#### [Input rows]
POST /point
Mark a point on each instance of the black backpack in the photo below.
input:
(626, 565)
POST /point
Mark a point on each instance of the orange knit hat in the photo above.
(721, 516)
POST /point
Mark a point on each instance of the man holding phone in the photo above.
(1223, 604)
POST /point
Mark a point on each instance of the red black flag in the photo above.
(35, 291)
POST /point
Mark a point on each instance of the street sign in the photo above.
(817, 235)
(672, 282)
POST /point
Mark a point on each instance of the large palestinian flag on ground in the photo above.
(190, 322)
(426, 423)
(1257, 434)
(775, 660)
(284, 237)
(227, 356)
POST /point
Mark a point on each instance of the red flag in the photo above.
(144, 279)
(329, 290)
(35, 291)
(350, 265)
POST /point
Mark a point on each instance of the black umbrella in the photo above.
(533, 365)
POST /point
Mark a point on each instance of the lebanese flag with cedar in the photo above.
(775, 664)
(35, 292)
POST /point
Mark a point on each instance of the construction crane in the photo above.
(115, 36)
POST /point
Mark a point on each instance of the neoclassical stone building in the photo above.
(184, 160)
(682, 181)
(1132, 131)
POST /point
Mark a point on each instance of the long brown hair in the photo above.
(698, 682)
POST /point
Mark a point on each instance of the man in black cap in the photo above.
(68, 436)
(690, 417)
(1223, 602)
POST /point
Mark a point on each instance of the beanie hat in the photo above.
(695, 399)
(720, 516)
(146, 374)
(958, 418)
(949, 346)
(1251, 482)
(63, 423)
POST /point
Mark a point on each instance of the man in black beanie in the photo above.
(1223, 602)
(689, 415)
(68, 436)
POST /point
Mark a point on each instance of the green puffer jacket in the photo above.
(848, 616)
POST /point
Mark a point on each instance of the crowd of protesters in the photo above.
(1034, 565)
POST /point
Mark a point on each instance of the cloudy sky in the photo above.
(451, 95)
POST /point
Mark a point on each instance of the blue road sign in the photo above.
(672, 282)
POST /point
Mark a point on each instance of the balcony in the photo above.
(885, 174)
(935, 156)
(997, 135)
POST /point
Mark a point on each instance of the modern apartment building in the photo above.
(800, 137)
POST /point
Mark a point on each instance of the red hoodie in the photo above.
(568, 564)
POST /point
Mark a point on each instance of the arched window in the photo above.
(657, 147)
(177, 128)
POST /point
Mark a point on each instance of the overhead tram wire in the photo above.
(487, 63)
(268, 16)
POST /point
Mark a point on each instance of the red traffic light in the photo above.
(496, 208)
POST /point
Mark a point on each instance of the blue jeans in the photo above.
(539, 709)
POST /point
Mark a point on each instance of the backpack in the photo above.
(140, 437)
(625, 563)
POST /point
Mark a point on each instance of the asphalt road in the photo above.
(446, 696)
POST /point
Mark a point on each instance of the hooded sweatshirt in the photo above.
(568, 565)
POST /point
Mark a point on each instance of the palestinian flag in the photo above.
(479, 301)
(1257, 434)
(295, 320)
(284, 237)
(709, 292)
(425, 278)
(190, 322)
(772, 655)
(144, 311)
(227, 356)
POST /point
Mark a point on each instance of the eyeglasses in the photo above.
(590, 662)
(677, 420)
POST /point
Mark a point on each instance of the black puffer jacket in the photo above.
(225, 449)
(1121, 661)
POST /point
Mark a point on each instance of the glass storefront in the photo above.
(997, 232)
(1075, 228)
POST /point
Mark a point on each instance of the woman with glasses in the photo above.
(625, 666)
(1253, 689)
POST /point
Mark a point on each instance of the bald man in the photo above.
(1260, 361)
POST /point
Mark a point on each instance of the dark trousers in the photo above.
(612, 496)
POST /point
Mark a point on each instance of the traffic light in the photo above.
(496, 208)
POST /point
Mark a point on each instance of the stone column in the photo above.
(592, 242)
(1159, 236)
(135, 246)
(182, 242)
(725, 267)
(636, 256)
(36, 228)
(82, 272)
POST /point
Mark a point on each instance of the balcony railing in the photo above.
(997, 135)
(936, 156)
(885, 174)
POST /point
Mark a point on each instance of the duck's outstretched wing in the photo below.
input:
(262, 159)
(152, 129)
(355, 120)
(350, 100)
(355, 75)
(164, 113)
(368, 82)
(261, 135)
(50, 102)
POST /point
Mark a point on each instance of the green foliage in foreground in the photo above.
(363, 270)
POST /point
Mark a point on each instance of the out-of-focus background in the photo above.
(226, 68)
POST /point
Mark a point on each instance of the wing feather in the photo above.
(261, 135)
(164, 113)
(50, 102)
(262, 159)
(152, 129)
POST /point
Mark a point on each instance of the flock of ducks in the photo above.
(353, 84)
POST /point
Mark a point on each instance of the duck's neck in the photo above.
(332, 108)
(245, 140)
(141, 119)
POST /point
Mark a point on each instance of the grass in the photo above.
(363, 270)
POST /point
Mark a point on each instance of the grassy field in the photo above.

#### [Task description]
All of the entries need to be reproduced exactly; please write them out.

#### [Solution]
POST /point
Mark a point on each instance of the black backpack in the photo below.
input:
(626, 565)
POST /point
Mark a point on each instance of the orange knit hat in the photo above.
(721, 516)
POST /point
Mark a point on each instance of the man holding phone in the photo above.
(1223, 604)
POST /point
Mark a point on each instance of the red black flag in the photo above.
(35, 291)
POST /point
Mark a point on each instance of the street sign in the photo above.
(817, 235)
(672, 282)
POST /point
Mark a point on each instance of the large palestinian flag on ground in the photo above.
(190, 322)
(426, 423)
(1257, 434)
(775, 660)
(284, 237)
(227, 356)
POST /point
Mark a point on each instance of the red flag in the photo above.
(144, 279)
(329, 290)
(35, 291)
(350, 265)
POST /point
Mark a point on each instance of the black umbrella in the photo above.
(533, 365)
POST /point
Mark a point on each instance of the lebanese flag with cedar in the photo above.
(775, 664)
(35, 292)
POST /point
Mark a point on each instance of the construction crane in the photo above.
(115, 36)
POST /point
Mark a point on each instance of the neoclassical stone building in the photo above.
(184, 160)
(682, 181)
(1132, 131)
POST /point
Mark a point on each instance of the long brown hair in the photo above.
(698, 682)
POST /point
Mark a point on each instance of the man in black cap in the photo above.
(68, 436)
(690, 417)
(1223, 602)
POST /point
Mark a point on each instance of the beanie hat in the photo above.
(695, 399)
(720, 516)
(146, 374)
(958, 418)
(949, 346)
(1251, 482)
(63, 423)
POST /point
Mark a point on each instance of the man in black beanie in the photo above.
(1223, 602)
(689, 415)
(68, 436)
POST /point
Mark a point on each instance of the green puffer jacket in the photo above.
(848, 616)
POST /point
Mark a point on each instance of the crowd of protesters in the photo above.
(1034, 565)
POST /point
Mark a point on each instance of the cloudy sky in the photo above.
(451, 95)
POST /point
Mark a point on each instance of the blue road sign in the photo above.
(672, 282)
POST /point
Mark a point on each instance of the balcony in the photo above.
(885, 174)
(935, 156)
(997, 135)
POST /point
Mark a point on each instance of the modern apartment building in the photo above.
(800, 137)
POST /point
Mark a point on each instance of the red hoodie in the photo above.
(568, 564)
POST /point
Mark a point on each instance of the arched window in the photo above.
(657, 147)
(177, 128)
POST /point
Mark a point on each instance of the overhead tram wire in the photo above.
(487, 63)
(268, 16)
POST /point
Mark a point on each instance of the red traffic light in the photo above.
(496, 208)
POST /point
Mark a point on each instance of the blue jeans in the photo above.
(539, 709)
POST /point
Mark a point on each instance of the backpack in the photo above.
(140, 437)
(625, 563)
POST /point
Mark a point on each instance of the asphalt road in the photo above.
(446, 696)
POST /point
Mark a point on each instance of the hooded sweatshirt in the photo above.
(568, 565)
POST /point
Mark a point on each instance of the palestinian flag in the photo above.
(479, 301)
(1257, 434)
(295, 320)
(284, 237)
(709, 292)
(425, 278)
(190, 322)
(772, 655)
(144, 311)
(227, 356)
POST /point
Mark a point on each instance of the eyeglasses in the photo above.
(590, 662)
(677, 420)
POST /point
Mark a point on each instance of the black puffer jacket in the photo above.
(225, 449)
(1121, 661)
POST /point
Mark a point on each instance of the glass storefront in the photo above.
(997, 232)
(1075, 228)
POST /point
Mark a point on each instance of the woman with glasses in the photo above.
(625, 666)
(1253, 689)
POST /point
Mark a point on each instance of the bald man in the photo above.
(1260, 361)
POST /point
Mark a point on each instance of the dark trousers in the photo above.
(612, 496)
POST /point
Mark a point on each instance of the traffic light in the photo above.
(496, 208)
POST /point
Mark a point on each instance of the stone column in the photo above.
(592, 242)
(1159, 236)
(135, 246)
(182, 242)
(725, 267)
(636, 256)
(36, 228)
(82, 272)
POST /point
Mark a point on each instance of the balcony railing in the photo above.
(997, 135)
(936, 156)
(885, 174)
POST /point
Mark a point on each instance of the duck's outstretched wing in the photo below.
input:
(262, 159)
(152, 129)
(355, 120)
(350, 100)
(355, 75)
(164, 113)
(368, 82)
(261, 135)
(50, 102)
POST /point
Mark a point on each instance of the green foliage in foreground in the photo above.
(363, 270)
POST /point
Mark a point on each instance of the out-of-focus background in the photo above.
(226, 68)
POST /point
Mark a point on each instance of the wing feather in the photo above.
(261, 135)
(164, 113)
(50, 102)
(262, 159)
(152, 129)
POST /point
Mark a point on each instance of the flock of ducks in the photo above.
(353, 84)
POST /point
Mark a point on each instance of the duck's neck in the photo above.
(332, 108)
(245, 140)
(141, 119)
POST /point
Mark a point on each instance of the grass in the photo above.
(363, 270)
POST /point
Mark a point on each instance of the grassy field in the photo above.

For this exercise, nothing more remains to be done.